-- Begin PAGE --

A teenager has been sentenced to at least 13 years in prison for the murder of the promising young footballer Kiyan Prince, who was stabbed to death outside his school gates.
Hannad Hasan, 17, a Somalian refugee, was given a life sentence at the Old Bailey yesterday for the 15-year-old's murder in May last year. He would be recommended for deportation on release from prison, the judge said.

Kiyan, who played for the youth team of Queens' Park Rangers, was stabbed through the heart when he intervened in a play fight outside the London Academy in Edgware, north-west London.

Hasan, who lived with his mother in Colindale, north London, grabbed Kiyan in a headlock, stabbing him in the heart, stomach and arm with a penknife he later described as "a little toy".
The youth had admitted the manslaughter of Kiyan, described as one of the "brightest talents" on the QPR youth team, but was convicted of murder earlier this month at the Old Bailey.

Today he stood in the dock with his head bowed as the judge, Paul Worsley, told him he had shown little genuine remorse for killing the popular schoolboy.

"This is yet another case of a wholly unprovoked stabbing in a public place, by a person who produced a knife and plunged it into the heart of their unarmed victim," the judge said.

"Taking the life of another is always a terrible thing; taking the life of a talented, popular 15-year-old schoolboy who was known to you and who had done you no wrong and had everything to live for defies description.

"You have deprived his family and schoolfriends of a role model."

The judge described victim statements from Kiyan's parents, which were read out in court, as a moving tribute to "the bright star in their lives".

-- End PAGE --
-- Begin DATA SECTION --

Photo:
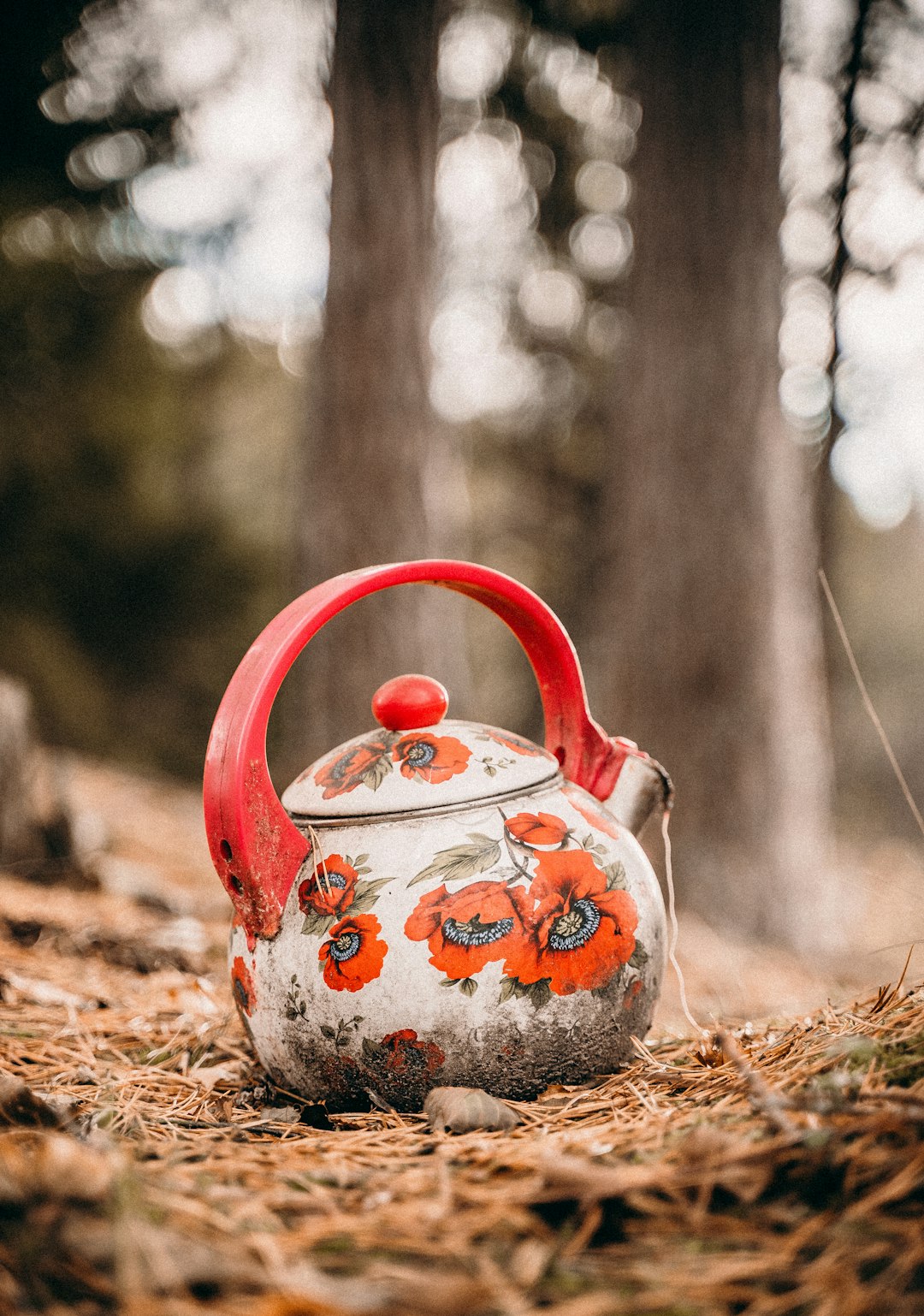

-- End DATA SECTION --

REQUESTS:
• 1. In the sentencing report, which club's youth team did Kiyan play for?
• 2. List every part of Kiyan's body that the sentencing report says Hasan stabbed.
• 3. Please carry the sentencing report forward from its final sentence.

TASK-BY-TASK RESULTS:
• 1. Queens' Park Rangers

• 2. Heart, stomach, arm

• 3.
It was the third time the youth had gone on trial for the murder. In the original trial the jury could not agree on a verdict, and a second trial collapsed in December last year after Kiyan's distraught father approached a juror on her way home.

After his arrest, Hasan told police that he hoped Kiyan's mother could forgive him. He said: "I am terribly sorry. I know how my mum would feel."

He told police he had only intended to give Kiyan "just a little scratch" with the knife. He added: "I did not want to stick it in him. I did not want to kill him. I am thinking this is like a dream."

After the jury's verdict earlier this month, Kiyan's family released a statement saying: "Kiyan's life being taken from us in this cruel way has done irreparable damage to our family. I would like to thank the jury for their wisdom and doing their part in bringing Kiyan's murderer to justice.

"Knife crime will continue to rise in numbers unless the government begins to take this knife culture seriously by coming down hard on potential murderers, because that's what a person carrying a knife is, and until then hard-working people with close families will continue to suffer."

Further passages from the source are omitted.